### Problem description
Take each line of the listing that has the string "tight" and report it.

### Records provided
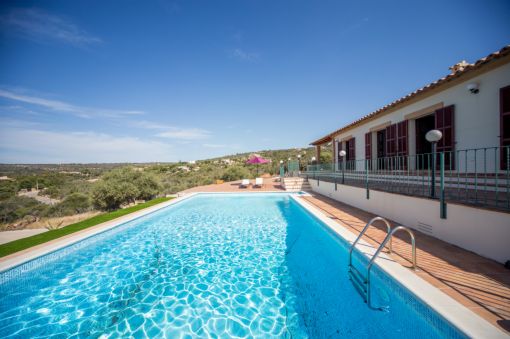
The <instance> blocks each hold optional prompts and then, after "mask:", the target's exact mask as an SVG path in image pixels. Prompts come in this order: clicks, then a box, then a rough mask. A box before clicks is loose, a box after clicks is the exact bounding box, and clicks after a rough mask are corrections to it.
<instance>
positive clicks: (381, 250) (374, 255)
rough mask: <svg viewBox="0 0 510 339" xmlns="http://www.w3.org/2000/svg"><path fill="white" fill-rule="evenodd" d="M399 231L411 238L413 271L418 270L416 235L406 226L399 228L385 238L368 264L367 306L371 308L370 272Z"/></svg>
mask: <svg viewBox="0 0 510 339" xmlns="http://www.w3.org/2000/svg"><path fill="white" fill-rule="evenodd" d="M398 231H406V232H407V233H409V235H410V236H411V246H412V260H413V270H415V269H416V241H415V237H414V233H413V231H411V230H410V229H409V228H407V227H405V226H397V227H395V228H394V229H393V230H392V231H391V232H390V233H389V234H388V235H387V236H386V238H384V240H383V242H382V243H381V245H379V248H378V249H377V251H376V252H375V254H374V256H373V257H372V259H371V260H370V262H369V263H368V267H367V304H368V306H369V307H372V306H371V304H370V270H371V269H372V266H373V264H374V261H375V259H377V257H378V256H379V253H381V251H382V249H383V248H384V245H386V243H387V242H388V241H391V238H392V236H393V234H395V233H396V232H398Z"/></svg>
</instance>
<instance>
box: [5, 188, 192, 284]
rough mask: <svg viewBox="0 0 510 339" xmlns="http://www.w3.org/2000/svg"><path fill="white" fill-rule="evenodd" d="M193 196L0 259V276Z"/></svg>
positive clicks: (171, 200)
mask: <svg viewBox="0 0 510 339" xmlns="http://www.w3.org/2000/svg"><path fill="white" fill-rule="evenodd" d="M195 195H197V193H190V194H186V195H183V196H181V197H177V198H174V199H171V200H169V201H165V202H162V203H159V204H157V205H154V206H151V207H147V208H144V209H142V210H140V211H136V212H133V213H129V214H127V215H124V216H122V217H119V218H116V219H113V220H110V221H106V222H104V223H101V224H98V225H94V226H92V227H90V228H88V229H84V230H82V231H78V232H76V233H71V234H70V235H69V236H65V237H62V238H57V239H54V240H50V241H49V242H47V243H43V244H40V245H36V246H34V247H32V248H28V249H26V250H23V251H20V252H16V253H13V254H10V255H8V256H6V257H4V258H0V274H2V273H3V272H5V271H7V270H9V269H11V268H14V267H16V266H19V265H22V264H24V263H26V262H28V261H30V260H33V259H36V258H38V257H41V256H44V255H46V254H49V253H52V252H55V251H58V250H60V249H62V248H65V247H67V246H69V245H72V244H75V243H77V242H80V241H82V240H84V239H87V238H90V237H92V236H94V235H96V234H99V233H103V232H105V231H108V230H110V229H112V228H115V227H117V226H120V225H122V224H125V223H127V222H130V221H132V220H135V219H138V218H141V217H143V216H145V215H148V214H151V213H153V212H156V211H158V210H160V209H163V208H165V207H168V206H171V205H175V204H177V203H179V202H181V201H183V200H186V199H189V198H191V197H193V196H195Z"/></svg>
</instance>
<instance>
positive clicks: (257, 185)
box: [253, 178, 264, 188]
mask: <svg viewBox="0 0 510 339" xmlns="http://www.w3.org/2000/svg"><path fill="white" fill-rule="evenodd" d="M262 186H264V179H262V178H256V179H255V184H253V187H260V188H262Z"/></svg>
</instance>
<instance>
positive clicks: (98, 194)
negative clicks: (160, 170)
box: [92, 167, 161, 210]
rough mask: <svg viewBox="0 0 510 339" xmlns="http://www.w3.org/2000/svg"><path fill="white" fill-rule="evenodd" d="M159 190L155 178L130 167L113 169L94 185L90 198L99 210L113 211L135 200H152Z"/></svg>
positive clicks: (157, 184)
mask: <svg viewBox="0 0 510 339" xmlns="http://www.w3.org/2000/svg"><path fill="white" fill-rule="evenodd" d="M160 190H161V187H160V184H159V182H158V181H157V180H156V178H155V177H154V176H153V175H151V174H149V173H144V172H140V171H135V170H134V169H132V168H131V167H124V168H119V169H114V170H112V171H110V172H108V173H106V174H105V175H104V176H103V178H101V180H100V181H99V182H98V183H97V184H96V186H95V188H94V190H93V193H92V198H93V201H94V206H96V208H99V209H101V210H114V209H117V208H119V207H120V206H121V205H122V204H126V203H132V202H134V201H135V200H136V199H144V200H147V199H152V198H153V197H155V196H156V195H157V194H158V193H159V192H160Z"/></svg>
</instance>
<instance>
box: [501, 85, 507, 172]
mask: <svg viewBox="0 0 510 339" xmlns="http://www.w3.org/2000/svg"><path fill="white" fill-rule="evenodd" d="M499 108H500V119H499V126H500V136H499V139H500V146H501V157H500V159H501V169H503V170H506V169H508V168H507V166H508V163H509V161H510V159H508V152H509V151H507V149H509V150H510V148H508V147H506V146H510V86H507V87H504V88H501V89H500V90H499Z"/></svg>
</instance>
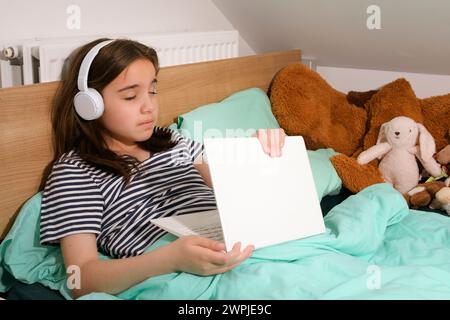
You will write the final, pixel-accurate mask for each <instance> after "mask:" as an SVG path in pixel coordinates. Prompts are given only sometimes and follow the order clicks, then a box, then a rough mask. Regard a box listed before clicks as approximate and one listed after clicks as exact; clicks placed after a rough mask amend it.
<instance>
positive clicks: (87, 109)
mask: <svg viewBox="0 0 450 320" xmlns="http://www.w3.org/2000/svg"><path fill="white" fill-rule="evenodd" d="M73 103H74V105H75V110H76V112H77V113H78V115H79V116H80V117H81V118H83V119H84V120H95V119H98V118H100V117H101V116H102V114H103V110H104V106H103V98H102V95H101V94H100V93H99V92H98V91H97V90H95V89H91V88H89V89H88V90H87V91H80V92H78V93H77V94H76V95H75V98H74V99H73Z"/></svg>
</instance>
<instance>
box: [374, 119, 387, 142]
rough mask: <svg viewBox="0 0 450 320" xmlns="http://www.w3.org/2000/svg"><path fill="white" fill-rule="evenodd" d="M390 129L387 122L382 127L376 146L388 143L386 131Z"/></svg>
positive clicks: (379, 132) (378, 133)
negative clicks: (389, 128) (385, 143)
mask: <svg viewBox="0 0 450 320" xmlns="http://www.w3.org/2000/svg"><path fill="white" fill-rule="evenodd" d="M388 128H389V122H385V123H383V124H382V125H381V127H380V131H379V132H378V139H377V143H376V144H380V143H383V142H387V139H386V130H387V129H388Z"/></svg>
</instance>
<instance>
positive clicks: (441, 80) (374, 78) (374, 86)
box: [317, 66, 450, 98]
mask: <svg viewBox="0 0 450 320" xmlns="http://www.w3.org/2000/svg"><path fill="white" fill-rule="evenodd" d="M317 72H318V73H319V74H320V75H321V76H322V77H323V78H324V79H325V80H326V81H327V82H328V83H329V84H330V85H331V86H332V87H333V88H334V89H336V90H338V91H341V92H343V93H347V92H348V91H368V90H374V89H377V88H379V87H381V86H383V85H385V84H387V83H389V82H392V81H393V80H396V79H398V78H405V79H406V80H408V81H409V83H410V84H411V87H412V88H413V90H414V92H415V93H416V96H417V97H418V98H427V97H430V96H437V95H442V94H447V93H450V76H446V75H433V74H422V73H407V72H390V71H378V70H366V69H350V68H334V67H321V66H318V67H317Z"/></svg>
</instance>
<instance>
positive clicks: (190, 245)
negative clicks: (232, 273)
mask: <svg viewBox="0 0 450 320" xmlns="http://www.w3.org/2000/svg"><path fill="white" fill-rule="evenodd" d="M171 246H172V249H173V250H172V252H173V256H172V258H173V264H174V268H175V271H184V272H188V273H193V274H197V275H202V276H209V275H213V274H219V273H224V272H226V271H228V270H231V269H233V268H234V267H236V266H237V265H239V264H240V263H241V262H242V261H244V260H245V259H247V258H248V257H250V256H251V254H252V252H253V249H254V248H253V246H247V247H246V248H245V250H244V251H241V244H240V243H236V244H235V245H234V246H233V249H232V250H231V251H230V252H225V245H224V244H223V243H221V242H218V241H214V240H210V239H207V238H203V237H200V236H185V237H181V238H178V239H177V240H176V241H174V242H173V243H172V244H171Z"/></svg>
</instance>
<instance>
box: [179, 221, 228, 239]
mask: <svg viewBox="0 0 450 320" xmlns="http://www.w3.org/2000/svg"><path fill="white" fill-rule="evenodd" d="M183 233H184V234H189V235H196V236H202V237H205V238H208V239H211V240H216V241H220V242H223V233H222V227H221V226H220V225H217V224H211V225H202V226H197V227H196V226H191V227H190V228H185V229H184V230H183Z"/></svg>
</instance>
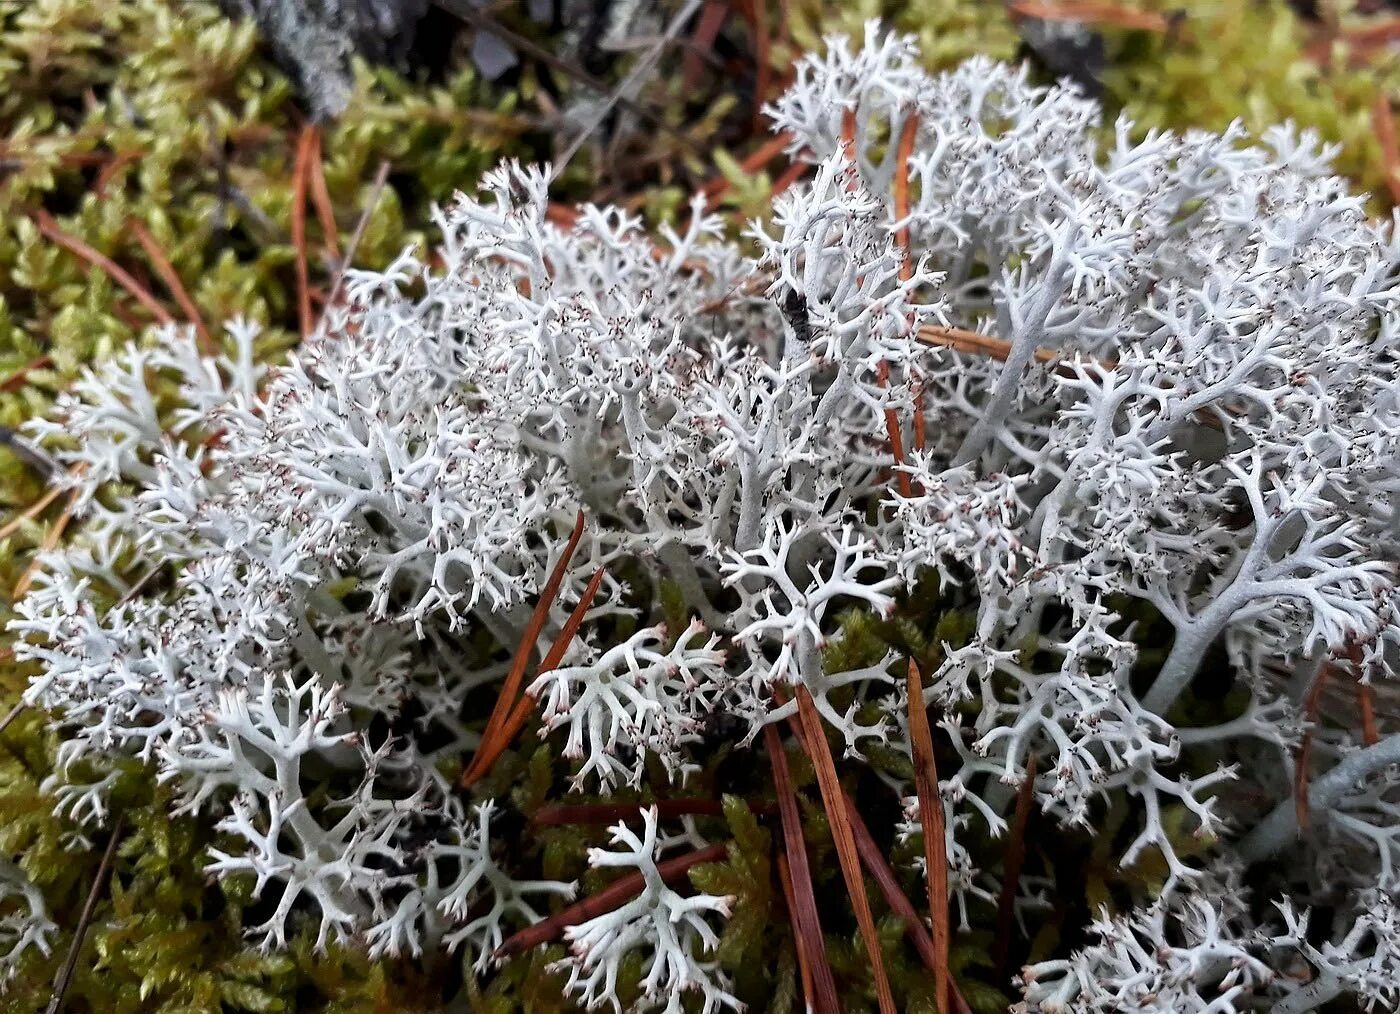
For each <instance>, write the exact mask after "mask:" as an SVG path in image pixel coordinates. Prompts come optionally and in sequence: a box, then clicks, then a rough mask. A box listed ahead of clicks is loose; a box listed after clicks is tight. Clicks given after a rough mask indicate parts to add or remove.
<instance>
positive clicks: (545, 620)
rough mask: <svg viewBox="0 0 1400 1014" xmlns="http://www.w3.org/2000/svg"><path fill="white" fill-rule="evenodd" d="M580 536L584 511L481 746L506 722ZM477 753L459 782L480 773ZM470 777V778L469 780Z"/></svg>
mask: <svg viewBox="0 0 1400 1014" xmlns="http://www.w3.org/2000/svg"><path fill="white" fill-rule="evenodd" d="M582 538H584V513H582V511H578V517H577V518H575V520H574V531H573V532H571V534H570V536H568V542H566V543H564V552H563V553H560V556H559V562H557V563H554V569H553V570H552V571H549V578H547V580H546V581H545V587H543V588H542V590H540V594H539V601H538V602H536V604H535V611H533V612H532V613H531V618H529V623H526V625H525V633H524V634H522V636H521V643H519V646H518V647H517V648H515V660H514V661H512V662H511V671H510V672H508V674H505V682H504V683H503V685H501V692H500V693H498V695H497V697H496V706H494V707H493V709H491V714H490V717H489V718H487V720H486V730H484V731H483V732H482V746H483V748H484V746H486V745H487V744H491V742H493V741H494V738H496V735H497V734H498V732H500V730H501V727H503V725H504V724H505V723H507V720H508V718H510V716H511V711H512V710H514V707H515V696H517V693H519V688H521V683H522V682H524V681H525V668H526V667H528V665H529V654H531V650H532V648H533V647H535V643H536V641H538V640H539V634H540V632H543V629H545V622H546V620H547V619H549V609H550V606H552V605H554V599H556V598H557V597H559V588H560V585H561V584H563V583H564V574H566V573H568V562H570V560H573V559H574V550H575V549H578V541H580V539H582ZM480 756H482V751H477V755H476V758H473V759H472V763H470V765H469V766H468V769H466V772H465V773H463V775H462V784H465V786H466V784H472V782H475V780H476V779H477V777H479V770H477V768H479V765H477V759H479V758H480ZM469 777H470V782H468V779H469Z"/></svg>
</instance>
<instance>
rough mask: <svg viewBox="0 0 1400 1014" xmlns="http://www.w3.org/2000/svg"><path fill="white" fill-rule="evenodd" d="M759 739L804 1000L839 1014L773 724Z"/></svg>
mask: <svg viewBox="0 0 1400 1014" xmlns="http://www.w3.org/2000/svg"><path fill="white" fill-rule="evenodd" d="M763 741H764V745H766V746H767V749H769V763H770V765H773V784H774V789H776V790H777V797H778V814H780V815H781V819H783V847H784V859H785V870H787V873H788V881H790V885H791V896H790V898H788V915H790V916H791V917H792V937H794V940H795V941H797V958H798V964H799V966H801V968H802V982H804V987H805V990H806V1003H808V1007H809V1008H811V1010H812V1011H815V1013H816V1014H840V1010H841V1004H840V1000H839V999H837V994H836V979H834V976H833V975H832V964H830V961H829V959H827V957H826V938H825V937H823V936H822V917H820V916H819V915H818V910H816V894H815V892H813V889H812V867H811V864H809V863H808V857H806V843H805V842H804V840H802V818H801V815H799V814H798V808H797V791H795V790H794V789H792V776H791V775H790V773H788V766H787V753H785V752H784V749H783V741H781V738H778V731H777V728H776V727H773V725H766V727H764V728H763Z"/></svg>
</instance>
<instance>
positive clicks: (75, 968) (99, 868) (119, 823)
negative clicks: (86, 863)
mask: <svg viewBox="0 0 1400 1014" xmlns="http://www.w3.org/2000/svg"><path fill="white" fill-rule="evenodd" d="M120 839H122V815H120V814H118V817H116V819H115V821H113V822H112V833H111V836H109V838H108V839H106V850H105V852H104V853H102V861H101V863H99V864H98V867H97V875H95V877H92V887H91V888H90V889H88V896H87V901H85V902H83V913H81V915H80V916H78V924H77V927H76V929H74V930H73V943H71V944H69V955H67V957H66V958H64V959H63V966H62V968H60V969H59V973H57V976H55V979H53V996H52V997H50V999H49V1006H48V1007H45V1014H59V1011H60V1010H63V994H64V993H67V992H69V983H70V982H71V980H73V969H76V968H77V965H78V955H80V954H81V952H83V938H84V937H85V936H87V929H88V924H90V923H91V922H92V912H94V910H95V909H97V899H98V896H101V894H102V885H104V884H106V874H108V871H109V870H111V868H112V859H113V856H116V843H118V842H119V840H120Z"/></svg>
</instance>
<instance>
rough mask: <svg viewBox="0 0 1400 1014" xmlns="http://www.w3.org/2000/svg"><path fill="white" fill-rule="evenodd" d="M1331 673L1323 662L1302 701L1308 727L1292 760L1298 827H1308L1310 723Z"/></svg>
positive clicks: (1296, 811) (1294, 799) (1310, 757)
mask: <svg viewBox="0 0 1400 1014" xmlns="http://www.w3.org/2000/svg"><path fill="white" fill-rule="evenodd" d="M1330 674H1331V665H1330V664H1323V665H1322V668H1319V669H1317V675H1316V676H1315V678H1313V685H1312V688H1310V689H1309V690H1308V700H1306V702H1305V703H1303V714H1305V716H1306V717H1308V721H1309V728H1308V730H1306V731H1305V732H1303V738H1302V742H1299V744H1298V756H1296V758H1295V760H1294V807H1295V811H1296V814H1298V828H1299V829H1301V831H1306V829H1308V819H1309V810H1308V777H1309V772H1308V766H1309V762H1310V760H1312V728H1310V725H1312V724H1316V721H1317V710H1319V706H1320V704H1322V690H1323V686H1326V683H1327V676H1329V675H1330Z"/></svg>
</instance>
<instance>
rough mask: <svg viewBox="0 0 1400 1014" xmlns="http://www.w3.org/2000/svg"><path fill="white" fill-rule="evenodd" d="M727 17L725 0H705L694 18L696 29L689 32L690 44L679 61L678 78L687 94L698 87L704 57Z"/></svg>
mask: <svg viewBox="0 0 1400 1014" xmlns="http://www.w3.org/2000/svg"><path fill="white" fill-rule="evenodd" d="M727 17H729V4H728V3H727V0H707V3H706V6H704V10H703V11H700V17H699V18H696V29H694V31H693V32H692V34H690V45H689V46H687V48H686V55H685V57H683V59H682V62H680V80H682V83H683V87H685V91H686V94H687V95H689V94H692V92H694V90H696V88H699V87H700V74H701V73H703V71H704V62H706V57H707V56H708V55H710V53H711V52H713V50H714V41H715V39H717V38H720V28H722V27H724V20H725V18H727Z"/></svg>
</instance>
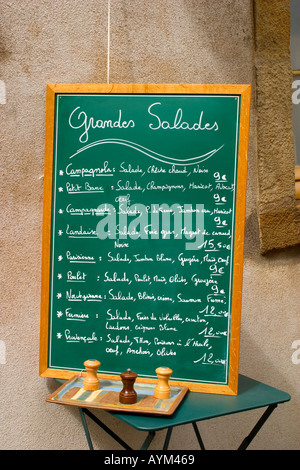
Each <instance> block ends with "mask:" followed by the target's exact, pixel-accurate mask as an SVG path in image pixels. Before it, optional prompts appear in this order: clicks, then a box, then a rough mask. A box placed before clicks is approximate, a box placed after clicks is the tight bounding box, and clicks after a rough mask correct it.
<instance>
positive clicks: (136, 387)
mask: <svg viewBox="0 0 300 470" xmlns="http://www.w3.org/2000/svg"><path fill="white" fill-rule="evenodd" d="M83 380H84V377H83V376H74V377H72V378H71V379H70V380H69V381H68V382H66V383H65V384H63V385H62V386H61V387H60V388H59V389H57V390H56V391H55V392H54V393H52V394H51V395H49V397H47V398H46V401H47V402H48V403H57V404H60V405H73V406H79V407H82V408H99V409H105V410H109V411H116V412H120V411H128V412H130V413H150V414H157V415H171V414H173V413H174V411H175V410H176V408H177V407H178V405H179V403H180V402H181V401H182V399H183V398H184V396H185V395H186V393H187V392H188V387H172V386H171V385H170V388H171V397H170V398H169V399H158V398H155V397H154V388H155V386H156V384H150V383H149V384H148V383H136V384H135V385H134V389H135V391H136V393H137V402H136V403H135V404H134V405H124V404H123V403H120V402H119V393H120V391H121V390H122V388H123V383H122V381H121V380H100V388H99V390H97V391H95V392H90V391H87V390H84V388H83Z"/></svg>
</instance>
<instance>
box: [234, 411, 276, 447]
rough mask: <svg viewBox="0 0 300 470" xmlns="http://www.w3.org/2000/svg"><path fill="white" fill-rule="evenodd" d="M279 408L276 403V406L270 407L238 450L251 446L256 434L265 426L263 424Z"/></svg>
mask: <svg viewBox="0 0 300 470" xmlns="http://www.w3.org/2000/svg"><path fill="white" fill-rule="evenodd" d="M276 407H277V403H275V404H274V405H269V406H268V408H267V409H266V411H265V412H264V414H263V415H262V417H261V418H260V419H259V420H258V422H257V424H256V425H255V426H254V428H253V429H252V431H251V432H250V433H249V434H248V436H247V437H245V439H244V440H243V442H242V443H241V445H240V447H239V448H238V450H245V449H247V447H248V445H249V444H250V442H251V441H252V440H253V439H254V437H255V436H256V434H257V433H258V431H259V430H260V429H261V427H262V426H263V424H264V423H265V422H266V421H267V419H268V418H269V416H270V414H271V413H272V412H273V411H274V410H275V408H276Z"/></svg>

### Exercise solution
For each <instance>, write the exact mask after "mask:" as an SVG path in image pixel coordinates. Prompts come optionally and in sequence: a box, then clicks, then a rough mask. A box listed ahead of clicks is loose; a box listed after clicks is tight. Clicks given after a rough mask indicate parts to add or remove.
Each <instance> block ends with "mask:" followed by the target's exact, pixel-accurate mask as an SVG path in image pixels. Before it, optional prompts appear in this order: clicks, then a box, then a rough mask. A box placed before clicks is approximate, a box placed after clicks is the tight bounding box, and clicks after a rough mask correct it.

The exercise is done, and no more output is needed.